Instructions for the task => Lay out the stretch of items from the line containing "Mark a point on each instance of the white window" through the line containing "[(807, 15), (455, 78), (657, 71), (464, 207), (715, 219)]" as a numbered list, leaving out blank lines.

Excerpts from location labeling data:
********

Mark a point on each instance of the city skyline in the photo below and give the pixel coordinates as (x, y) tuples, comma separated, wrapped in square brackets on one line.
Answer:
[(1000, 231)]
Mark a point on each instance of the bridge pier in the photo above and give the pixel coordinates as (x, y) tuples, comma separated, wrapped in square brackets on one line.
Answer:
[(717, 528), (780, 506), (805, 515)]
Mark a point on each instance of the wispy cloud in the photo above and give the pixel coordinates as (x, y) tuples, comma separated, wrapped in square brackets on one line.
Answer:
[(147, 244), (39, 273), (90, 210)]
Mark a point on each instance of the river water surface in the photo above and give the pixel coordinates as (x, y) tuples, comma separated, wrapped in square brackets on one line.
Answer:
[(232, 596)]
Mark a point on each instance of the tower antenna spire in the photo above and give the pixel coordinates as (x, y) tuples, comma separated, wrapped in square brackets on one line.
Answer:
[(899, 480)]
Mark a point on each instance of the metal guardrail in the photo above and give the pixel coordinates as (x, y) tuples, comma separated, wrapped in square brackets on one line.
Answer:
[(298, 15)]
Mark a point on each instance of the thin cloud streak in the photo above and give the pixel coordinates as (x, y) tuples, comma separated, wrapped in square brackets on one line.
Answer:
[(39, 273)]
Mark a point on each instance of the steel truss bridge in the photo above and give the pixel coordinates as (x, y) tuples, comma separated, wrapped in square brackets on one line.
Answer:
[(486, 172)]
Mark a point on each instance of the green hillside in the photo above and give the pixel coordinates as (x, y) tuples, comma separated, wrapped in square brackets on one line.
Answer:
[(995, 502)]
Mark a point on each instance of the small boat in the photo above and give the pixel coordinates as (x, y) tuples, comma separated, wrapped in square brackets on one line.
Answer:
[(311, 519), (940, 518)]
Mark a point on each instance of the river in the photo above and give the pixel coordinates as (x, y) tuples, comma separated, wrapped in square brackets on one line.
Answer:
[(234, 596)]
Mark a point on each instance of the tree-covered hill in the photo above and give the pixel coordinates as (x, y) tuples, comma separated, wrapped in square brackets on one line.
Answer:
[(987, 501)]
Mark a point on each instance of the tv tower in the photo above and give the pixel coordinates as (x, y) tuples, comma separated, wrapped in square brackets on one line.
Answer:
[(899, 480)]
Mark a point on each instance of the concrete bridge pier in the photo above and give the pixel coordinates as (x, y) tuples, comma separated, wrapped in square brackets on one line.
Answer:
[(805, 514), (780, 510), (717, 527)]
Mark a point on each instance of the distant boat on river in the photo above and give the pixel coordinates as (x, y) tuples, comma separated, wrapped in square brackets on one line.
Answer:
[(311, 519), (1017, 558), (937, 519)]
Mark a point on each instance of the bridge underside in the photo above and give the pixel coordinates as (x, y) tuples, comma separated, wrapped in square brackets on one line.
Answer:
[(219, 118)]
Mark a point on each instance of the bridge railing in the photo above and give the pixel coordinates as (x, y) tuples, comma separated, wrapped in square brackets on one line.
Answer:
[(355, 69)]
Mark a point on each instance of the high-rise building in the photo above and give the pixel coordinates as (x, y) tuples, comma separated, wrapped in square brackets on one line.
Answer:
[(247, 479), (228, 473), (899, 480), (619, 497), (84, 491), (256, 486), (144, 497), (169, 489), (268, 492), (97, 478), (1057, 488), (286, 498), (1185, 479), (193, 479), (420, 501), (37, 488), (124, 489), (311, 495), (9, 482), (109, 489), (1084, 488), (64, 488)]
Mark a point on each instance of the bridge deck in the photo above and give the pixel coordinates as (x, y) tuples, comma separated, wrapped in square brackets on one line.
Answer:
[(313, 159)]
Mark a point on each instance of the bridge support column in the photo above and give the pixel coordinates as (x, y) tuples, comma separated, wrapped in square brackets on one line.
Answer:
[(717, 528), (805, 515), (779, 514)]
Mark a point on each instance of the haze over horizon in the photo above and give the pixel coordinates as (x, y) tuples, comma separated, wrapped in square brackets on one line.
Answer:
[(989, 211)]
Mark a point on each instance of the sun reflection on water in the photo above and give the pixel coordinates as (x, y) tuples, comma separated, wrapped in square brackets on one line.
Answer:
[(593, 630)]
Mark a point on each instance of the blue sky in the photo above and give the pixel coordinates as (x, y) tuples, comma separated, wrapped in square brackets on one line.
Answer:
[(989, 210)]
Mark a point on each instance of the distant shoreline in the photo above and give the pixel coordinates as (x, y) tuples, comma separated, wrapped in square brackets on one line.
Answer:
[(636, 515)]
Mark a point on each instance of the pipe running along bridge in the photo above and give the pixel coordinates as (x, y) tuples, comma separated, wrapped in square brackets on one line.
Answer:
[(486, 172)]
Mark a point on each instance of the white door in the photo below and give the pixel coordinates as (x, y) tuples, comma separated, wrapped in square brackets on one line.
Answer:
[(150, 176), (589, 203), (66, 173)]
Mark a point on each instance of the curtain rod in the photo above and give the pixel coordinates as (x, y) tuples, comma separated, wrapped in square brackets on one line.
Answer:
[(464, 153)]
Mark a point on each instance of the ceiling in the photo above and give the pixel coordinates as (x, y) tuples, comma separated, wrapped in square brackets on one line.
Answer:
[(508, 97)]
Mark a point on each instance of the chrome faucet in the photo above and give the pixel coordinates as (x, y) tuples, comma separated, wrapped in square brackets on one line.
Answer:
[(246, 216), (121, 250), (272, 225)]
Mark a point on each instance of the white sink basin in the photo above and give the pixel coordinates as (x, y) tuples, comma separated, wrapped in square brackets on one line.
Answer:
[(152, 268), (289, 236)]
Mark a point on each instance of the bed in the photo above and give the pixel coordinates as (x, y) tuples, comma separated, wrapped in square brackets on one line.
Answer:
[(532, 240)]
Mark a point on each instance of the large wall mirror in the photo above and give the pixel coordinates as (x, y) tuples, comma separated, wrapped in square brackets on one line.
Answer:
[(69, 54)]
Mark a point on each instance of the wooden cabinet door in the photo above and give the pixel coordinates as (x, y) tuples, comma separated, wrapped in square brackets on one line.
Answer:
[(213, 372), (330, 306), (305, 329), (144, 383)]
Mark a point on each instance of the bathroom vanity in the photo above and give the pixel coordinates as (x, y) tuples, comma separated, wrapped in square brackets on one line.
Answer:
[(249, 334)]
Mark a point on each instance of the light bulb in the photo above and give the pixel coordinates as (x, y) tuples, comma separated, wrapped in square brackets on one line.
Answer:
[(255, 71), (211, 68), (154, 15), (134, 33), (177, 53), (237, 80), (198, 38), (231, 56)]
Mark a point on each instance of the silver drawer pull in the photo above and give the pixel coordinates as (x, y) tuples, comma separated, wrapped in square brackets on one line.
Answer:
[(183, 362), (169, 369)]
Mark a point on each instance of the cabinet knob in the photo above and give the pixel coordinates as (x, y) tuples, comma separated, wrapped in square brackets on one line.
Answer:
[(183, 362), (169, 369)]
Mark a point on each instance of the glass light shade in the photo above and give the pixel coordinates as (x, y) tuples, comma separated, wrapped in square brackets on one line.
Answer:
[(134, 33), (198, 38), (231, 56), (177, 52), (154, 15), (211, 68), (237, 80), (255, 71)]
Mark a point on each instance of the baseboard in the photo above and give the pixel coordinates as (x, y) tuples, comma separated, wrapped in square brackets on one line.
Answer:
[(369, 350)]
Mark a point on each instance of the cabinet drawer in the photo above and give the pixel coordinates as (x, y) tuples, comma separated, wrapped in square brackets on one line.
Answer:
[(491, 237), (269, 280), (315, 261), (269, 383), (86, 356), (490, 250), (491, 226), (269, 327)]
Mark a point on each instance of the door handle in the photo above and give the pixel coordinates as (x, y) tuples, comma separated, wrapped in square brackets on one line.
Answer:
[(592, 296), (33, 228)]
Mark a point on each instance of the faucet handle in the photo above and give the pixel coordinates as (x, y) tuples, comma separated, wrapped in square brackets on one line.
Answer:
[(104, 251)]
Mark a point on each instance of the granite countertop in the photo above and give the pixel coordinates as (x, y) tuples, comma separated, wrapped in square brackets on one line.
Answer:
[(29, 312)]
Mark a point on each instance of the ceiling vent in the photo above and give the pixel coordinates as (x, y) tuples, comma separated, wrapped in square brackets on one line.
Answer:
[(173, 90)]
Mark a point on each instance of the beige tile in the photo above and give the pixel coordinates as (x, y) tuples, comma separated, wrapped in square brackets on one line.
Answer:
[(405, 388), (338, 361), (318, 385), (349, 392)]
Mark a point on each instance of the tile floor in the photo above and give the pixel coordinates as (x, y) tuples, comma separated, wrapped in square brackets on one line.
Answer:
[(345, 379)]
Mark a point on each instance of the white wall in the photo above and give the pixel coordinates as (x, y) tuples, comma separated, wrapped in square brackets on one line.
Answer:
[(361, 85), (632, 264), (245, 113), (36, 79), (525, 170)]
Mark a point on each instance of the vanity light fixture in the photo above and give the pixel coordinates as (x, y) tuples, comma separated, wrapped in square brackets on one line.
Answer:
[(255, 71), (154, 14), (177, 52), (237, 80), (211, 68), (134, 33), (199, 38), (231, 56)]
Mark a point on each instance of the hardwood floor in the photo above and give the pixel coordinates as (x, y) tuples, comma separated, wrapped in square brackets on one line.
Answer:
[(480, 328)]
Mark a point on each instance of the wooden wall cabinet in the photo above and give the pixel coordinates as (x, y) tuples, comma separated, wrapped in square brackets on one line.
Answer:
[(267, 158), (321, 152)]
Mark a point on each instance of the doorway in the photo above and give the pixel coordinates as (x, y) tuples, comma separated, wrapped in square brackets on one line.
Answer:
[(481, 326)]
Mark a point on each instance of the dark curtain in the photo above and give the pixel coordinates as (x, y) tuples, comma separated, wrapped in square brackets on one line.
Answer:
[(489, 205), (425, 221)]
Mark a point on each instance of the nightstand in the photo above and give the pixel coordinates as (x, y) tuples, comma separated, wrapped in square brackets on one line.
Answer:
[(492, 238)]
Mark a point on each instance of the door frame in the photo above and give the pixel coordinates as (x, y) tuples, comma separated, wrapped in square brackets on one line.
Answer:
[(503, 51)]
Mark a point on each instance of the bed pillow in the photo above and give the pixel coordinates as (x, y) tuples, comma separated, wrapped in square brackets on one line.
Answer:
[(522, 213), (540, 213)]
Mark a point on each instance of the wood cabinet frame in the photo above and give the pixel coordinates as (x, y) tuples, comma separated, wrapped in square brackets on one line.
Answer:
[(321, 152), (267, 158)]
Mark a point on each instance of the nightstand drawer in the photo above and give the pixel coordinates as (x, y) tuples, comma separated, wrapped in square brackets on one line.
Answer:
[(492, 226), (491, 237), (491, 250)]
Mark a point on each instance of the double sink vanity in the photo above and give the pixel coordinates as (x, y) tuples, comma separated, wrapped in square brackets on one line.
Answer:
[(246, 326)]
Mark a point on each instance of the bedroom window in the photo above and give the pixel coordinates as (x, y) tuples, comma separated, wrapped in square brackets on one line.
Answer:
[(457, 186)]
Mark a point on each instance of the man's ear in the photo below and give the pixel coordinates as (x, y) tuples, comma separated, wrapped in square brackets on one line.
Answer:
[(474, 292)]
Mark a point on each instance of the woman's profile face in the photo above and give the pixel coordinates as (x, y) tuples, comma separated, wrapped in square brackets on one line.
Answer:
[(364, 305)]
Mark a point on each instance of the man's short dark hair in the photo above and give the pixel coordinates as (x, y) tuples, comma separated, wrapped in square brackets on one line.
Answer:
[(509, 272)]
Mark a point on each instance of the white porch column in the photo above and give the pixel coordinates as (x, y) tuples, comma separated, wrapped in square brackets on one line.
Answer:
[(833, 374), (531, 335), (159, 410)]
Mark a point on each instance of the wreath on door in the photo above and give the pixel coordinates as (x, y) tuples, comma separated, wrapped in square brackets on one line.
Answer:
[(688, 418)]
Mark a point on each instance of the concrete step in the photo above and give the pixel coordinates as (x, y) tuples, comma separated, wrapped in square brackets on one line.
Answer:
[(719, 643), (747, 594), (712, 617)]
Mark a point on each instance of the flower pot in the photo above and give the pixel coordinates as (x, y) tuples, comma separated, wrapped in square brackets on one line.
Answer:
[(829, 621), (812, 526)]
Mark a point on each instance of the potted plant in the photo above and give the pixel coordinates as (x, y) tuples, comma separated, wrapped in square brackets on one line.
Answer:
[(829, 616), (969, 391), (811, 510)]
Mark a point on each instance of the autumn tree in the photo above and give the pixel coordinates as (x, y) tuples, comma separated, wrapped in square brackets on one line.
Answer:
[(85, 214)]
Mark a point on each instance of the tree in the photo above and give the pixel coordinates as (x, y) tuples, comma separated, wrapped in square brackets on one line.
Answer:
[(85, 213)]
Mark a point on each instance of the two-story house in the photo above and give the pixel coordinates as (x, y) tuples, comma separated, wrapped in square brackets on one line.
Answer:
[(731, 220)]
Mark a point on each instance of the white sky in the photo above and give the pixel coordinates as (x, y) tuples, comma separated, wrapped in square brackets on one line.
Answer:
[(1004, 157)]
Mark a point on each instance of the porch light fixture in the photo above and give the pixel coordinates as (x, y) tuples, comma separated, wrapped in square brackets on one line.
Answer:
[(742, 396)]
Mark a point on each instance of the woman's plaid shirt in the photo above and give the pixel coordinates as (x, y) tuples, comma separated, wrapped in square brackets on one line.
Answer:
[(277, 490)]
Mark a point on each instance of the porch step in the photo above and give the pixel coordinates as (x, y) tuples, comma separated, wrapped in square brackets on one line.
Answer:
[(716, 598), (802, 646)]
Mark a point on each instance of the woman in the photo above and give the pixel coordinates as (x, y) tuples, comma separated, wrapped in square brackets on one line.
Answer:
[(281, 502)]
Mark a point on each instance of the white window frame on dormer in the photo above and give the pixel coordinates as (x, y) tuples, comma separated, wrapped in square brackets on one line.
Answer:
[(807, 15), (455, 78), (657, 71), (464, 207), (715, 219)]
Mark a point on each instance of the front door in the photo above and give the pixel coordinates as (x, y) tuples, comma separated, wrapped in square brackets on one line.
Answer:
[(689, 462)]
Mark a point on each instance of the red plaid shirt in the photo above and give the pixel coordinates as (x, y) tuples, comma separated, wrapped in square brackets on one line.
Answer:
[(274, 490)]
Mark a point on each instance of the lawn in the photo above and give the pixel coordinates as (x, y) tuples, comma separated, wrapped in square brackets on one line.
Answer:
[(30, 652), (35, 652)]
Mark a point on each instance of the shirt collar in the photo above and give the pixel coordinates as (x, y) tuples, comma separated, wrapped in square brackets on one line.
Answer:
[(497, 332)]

********

Solution =>
1. Mark a point on each instance of the white window frame on dormer in the photo above and give the pixel coordinates as (x, y) tuples, comma separated, wrapped in square brackets on one line.
2. Answer:
3. [(807, 15), (455, 78), (657, 71), (464, 207), (715, 219)]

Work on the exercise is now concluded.